* Region labeling records
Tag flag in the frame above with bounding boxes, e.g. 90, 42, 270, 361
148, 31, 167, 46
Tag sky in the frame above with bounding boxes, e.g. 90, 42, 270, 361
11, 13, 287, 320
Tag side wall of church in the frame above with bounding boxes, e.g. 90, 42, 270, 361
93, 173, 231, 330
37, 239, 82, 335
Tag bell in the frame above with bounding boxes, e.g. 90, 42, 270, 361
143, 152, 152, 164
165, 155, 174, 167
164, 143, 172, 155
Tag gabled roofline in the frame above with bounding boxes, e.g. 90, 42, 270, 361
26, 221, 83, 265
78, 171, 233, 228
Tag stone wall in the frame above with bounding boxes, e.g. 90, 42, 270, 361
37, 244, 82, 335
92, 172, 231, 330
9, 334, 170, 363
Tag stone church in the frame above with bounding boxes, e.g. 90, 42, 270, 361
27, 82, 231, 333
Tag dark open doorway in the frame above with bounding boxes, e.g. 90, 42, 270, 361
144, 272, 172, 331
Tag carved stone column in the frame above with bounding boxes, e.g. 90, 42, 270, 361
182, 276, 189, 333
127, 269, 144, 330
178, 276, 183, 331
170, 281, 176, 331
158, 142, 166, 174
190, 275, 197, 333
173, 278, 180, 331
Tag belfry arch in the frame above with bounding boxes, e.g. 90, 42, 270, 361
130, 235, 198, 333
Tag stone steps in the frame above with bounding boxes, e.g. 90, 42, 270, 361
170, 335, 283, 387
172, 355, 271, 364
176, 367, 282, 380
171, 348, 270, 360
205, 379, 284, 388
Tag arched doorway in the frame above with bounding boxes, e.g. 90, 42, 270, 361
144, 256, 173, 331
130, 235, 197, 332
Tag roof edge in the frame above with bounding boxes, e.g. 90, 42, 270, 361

* Task directions
Copy all of the rows above verbatim, from first to last.

* Response to the task
Tag flag in the frame above with bounding boxes, e.g. 90, 42, 270, 361
148, 31, 167, 46
Tag sky in the frame above with bounding boxes, e.g. 90, 42, 270, 361
11, 13, 287, 320
Tag side wall of church in the frame above with bounding boxes, e.g. 90, 42, 270, 361
93, 173, 231, 330
37, 239, 82, 335
Tag bell in the frame above with bounding boxes, e.g. 90, 42, 270, 361
143, 152, 152, 164
165, 155, 174, 167
164, 143, 172, 155
Tag gabled roofline in the frame above with bounding boxes, e.g. 90, 42, 270, 361
26, 221, 83, 265
78, 171, 233, 228
Tag stone wall in the frame above with bounding boxes, e.g. 90, 42, 270, 361
37, 244, 82, 335
92, 172, 231, 330
9, 334, 170, 363
Tag stone church in the frame above with bounding boxes, e.g. 90, 42, 270, 361
27, 82, 231, 333
Tag dark open doorway in the frame above with bounding boxes, e.g. 90, 42, 270, 361
144, 272, 172, 331
Tag carved stone column in the frame above with bounding boxes, e.g. 90, 42, 270, 361
182, 276, 189, 333
127, 269, 144, 330
178, 276, 183, 331
170, 281, 176, 331
158, 142, 166, 174
190, 275, 197, 333
173, 278, 180, 331
Tag belfry arch in the frame above with bounding boxes, e.g. 90, 42, 270, 361
130, 235, 198, 333
Tag stone steps in the frame above with bounding boxes, e.g. 90, 42, 270, 361
170, 335, 283, 387
172, 355, 271, 364
176, 367, 282, 380
171, 348, 270, 360
205, 379, 284, 388
Tag arched doorway in the frame above with bounding boxes, e.g. 90, 42, 270, 361
144, 256, 173, 331
130, 235, 197, 332
Tag roof edge in the frame above with bounding boxes, e.g. 90, 42, 270, 361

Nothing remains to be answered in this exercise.